#### [Records shown]

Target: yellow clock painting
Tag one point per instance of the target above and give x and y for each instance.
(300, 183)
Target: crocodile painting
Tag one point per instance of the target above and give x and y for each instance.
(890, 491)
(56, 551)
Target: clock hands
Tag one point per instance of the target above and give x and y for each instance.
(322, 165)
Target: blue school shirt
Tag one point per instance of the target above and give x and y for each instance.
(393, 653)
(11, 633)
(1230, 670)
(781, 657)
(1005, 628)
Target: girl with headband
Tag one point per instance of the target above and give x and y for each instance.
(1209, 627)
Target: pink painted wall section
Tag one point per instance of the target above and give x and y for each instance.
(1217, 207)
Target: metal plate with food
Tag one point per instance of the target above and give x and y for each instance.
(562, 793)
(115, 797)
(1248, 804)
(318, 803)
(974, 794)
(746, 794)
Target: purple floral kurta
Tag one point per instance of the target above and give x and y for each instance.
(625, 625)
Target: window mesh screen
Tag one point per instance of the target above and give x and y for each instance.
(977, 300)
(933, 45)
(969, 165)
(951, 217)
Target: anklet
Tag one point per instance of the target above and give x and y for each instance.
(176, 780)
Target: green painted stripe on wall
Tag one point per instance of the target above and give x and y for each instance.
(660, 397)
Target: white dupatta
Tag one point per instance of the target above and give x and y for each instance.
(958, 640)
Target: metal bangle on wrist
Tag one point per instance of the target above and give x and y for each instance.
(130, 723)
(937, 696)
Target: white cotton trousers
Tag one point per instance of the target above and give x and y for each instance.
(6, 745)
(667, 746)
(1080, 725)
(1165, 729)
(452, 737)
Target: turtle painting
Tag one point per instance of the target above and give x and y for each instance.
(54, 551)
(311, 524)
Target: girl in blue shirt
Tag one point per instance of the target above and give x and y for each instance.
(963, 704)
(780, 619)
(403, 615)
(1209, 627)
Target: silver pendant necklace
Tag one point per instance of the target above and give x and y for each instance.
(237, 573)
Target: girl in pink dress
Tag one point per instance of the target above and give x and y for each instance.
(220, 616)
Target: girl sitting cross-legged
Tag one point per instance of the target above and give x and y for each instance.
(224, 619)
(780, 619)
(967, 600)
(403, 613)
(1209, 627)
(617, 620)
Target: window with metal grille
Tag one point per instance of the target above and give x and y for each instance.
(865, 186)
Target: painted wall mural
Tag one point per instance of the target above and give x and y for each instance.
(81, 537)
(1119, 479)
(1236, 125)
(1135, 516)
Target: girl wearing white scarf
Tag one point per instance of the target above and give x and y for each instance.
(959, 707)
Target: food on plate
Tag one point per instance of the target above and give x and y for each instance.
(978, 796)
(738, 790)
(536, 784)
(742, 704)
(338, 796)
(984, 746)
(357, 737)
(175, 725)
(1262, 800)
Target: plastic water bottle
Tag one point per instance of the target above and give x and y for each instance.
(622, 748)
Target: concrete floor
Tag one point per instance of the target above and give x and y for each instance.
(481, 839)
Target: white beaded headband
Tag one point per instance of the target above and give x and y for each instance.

#### [The exercise]
Retype only the lines running from the line with "Target: girl in blue shirt" to the end of the listing, including both of those lines.

#### [In response]
Target: girl in blue shirt
Tag one point per instance of the target above and give x and y for each instance.
(963, 704)
(780, 619)
(403, 615)
(1209, 627)
Target: silver pendant necklace
Tag one point per instance of the target above and give x and y for each instance.
(237, 573)
Target: girl in pink dress
Tag one point per instance of the target above and give x and y for each instance.
(220, 616)
Target: girl sitting cross-legged
Tag one point per instance of the target above and give x and y for each instance.
(224, 619)
(780, 619)
(967, 600)
(403, 613)
(1209, 627)
(617, 620)
Target: window with metal grille
Tag one point per instance of the target above and give x and y for each instance.
(865, 186)
Target: painted wall mural
Tag one point per instance of the target above and give x and y for each instance.
(81, 537)
(1119, 479)
(1236, 125)
(1135, 516)
Target: girl wearing white scarf
Tag one point per instance of the target above and give x and y for each instance.
(959, 707)
Target: food on plate
Tag one point per instance of the target above and give x and y for each instance.
(978, 796)
(738, 790)
(536, 784)
(742, 704)
(338, 796)
(984, 746)
(357, 737)
(175, 725)
(1262, 800)
Target: plastic water bottle
Tag one point per instance of the target above and give x and y for each instance.
(622, 748)
Target: concrete floor
Tag one point per instance of the target above and give x and y for each instance.
(481, 839)
Target: white beaded headband
Tag one point per instance of the target above and give x and y for each instance.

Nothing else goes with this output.